→ **To do**
**a.** Using the kernel patch email, decide for each statement whether it agrees with the text. Answer yes or no, and quote the deciding words. (i) The patch touches three files. (ii) The patch adds rcu-read-lock around ops->map_fd_get_ptr(). (iii) Yonghong Song signed off on the patch.
**b.** In the kernel patch email, which file has four lines removed and none added?

→ **Passage given**
===============

Hou Tao Dec. 11, 2023, 7:38 a.m. UTC
From: Hou Tao <houtao1@huawei.com>

There is no rcu-read-lock requirement for ops->map_fd_get_ptr() or
ops->map_fd_put_ptr(), so doesn't use rcu-read-lock for these two
callbacks and only uses rcu-read-lock for the underlying update
operations in bpf_fd_{array,htab}_map_update_elem().

Acked-by: Yonghong Song <yonghong.song@linux.dev>
Signed-off-by: Hou Tao <houtao1@huawei.com>
---
 kernel/bpf/arraymap.c | 2 ++
 kernel/bpf/hashtab.c  | 2 ++
 kernel/bpf/syscall.c  | 4 ----
 3 files changed, 4 insertions(+), 4 deletions(-)

Comments

Alexei Starovoitov Dec. 14, 2023, 1:10 a.m. UTC | #1
On Sun, Dec 10, 2023 at 11:37 PM Hou Tao <houtao@huaweicloud.com> wrote:
>
> From: Hou Tao <houtao1@huawei.com>
>
> There is no rcu-read-lock requirement for ops->map_fd_get_ptr() or
> ops->map_fd_put_ptr(), so doesn't use rcu-read-lock for these two
> callbacks and only uses rcu-read-lock for the underlying update
> operations in bpf_fd_{array,htab}_map_update_elem().
>
> Acked-by: Yonghong Song <yonghong.song@linux.dev>
> Signed-off-by: Hou Tao <houtao1@huawei.com>
> ---
>  kernel/bpf/arraymap.c | 2 ++
>  kernel/bpf/hashtab.c  | 2 ++
>  kernel/bpf/syscall.c  | 4 ----
>  3 files changed, 4 insertions(+), 4 deletions(-)
>
> diff --git a/kernel/bpf/arraymap.c b/kernel/bpf/arraymap.c
> index 8d365bda9a8b..6cf47bcb7b83 100644
> --- a/kernel/bpf/arraymap.c
> +++ b/kernel/bpf/arraymap.c
> @@ -863,7 +863,9 @@ int bpf_fd_array_map_update_elem(struct bpf_map *map, struct file *map_file,
>                 map->ops->map_poke_run(map, index, old_ptr, new_ptr);
>                 mutex_unlock(&array->aux->poke_mutex);
>         } else {
> +               rcu_read_lock();
>                 old_ptr = xchg(array->ptrs + index, new_ptr);
> +               rcu_read_unlock();
>         }
>
>         if (old_ptr)
> diff --git a/kernel/bpf/hashtab.c b/kernel/bpf/hashtab.c
> index 5b9146fa825f..4c28fd51ac01 100644
> --- a/kernel/bpf/hashtab.c
> +++ b/kernel/bpf/hashtab.c
> @@ -2523,7 +2523,9 @@ int bpf_fd_htab_map_update_elem(struct bpf_map *map, struct file *map_file,
>         if (IS_ERR(ptr))

===============

→ **Dataset section**
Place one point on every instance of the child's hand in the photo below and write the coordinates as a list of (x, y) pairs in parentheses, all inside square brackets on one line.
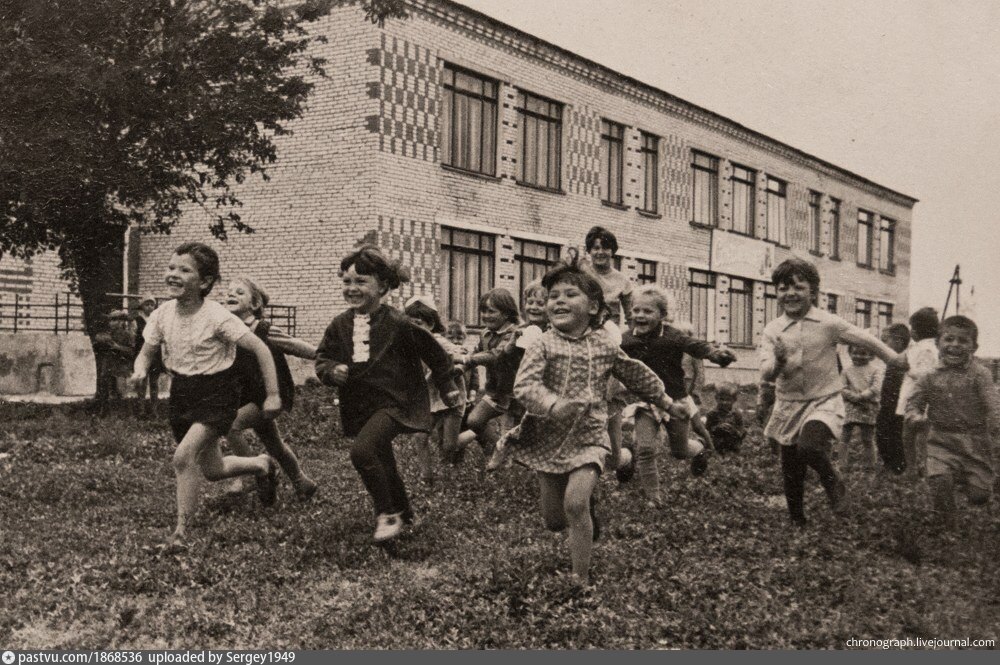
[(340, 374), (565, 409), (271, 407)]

===============

→ **Solutions in order**
**a.**
(i) Yes: "3 files changed, 4 insertions(+), 4 deletions(-)"
(ii) No: "doesn't use rcu-read-lock for these two callbacks"
(iii) No: "Acked-by: Yonghong Song <yonghong.song@linux.dev>"

**b.** kernel/bpf/syscall.c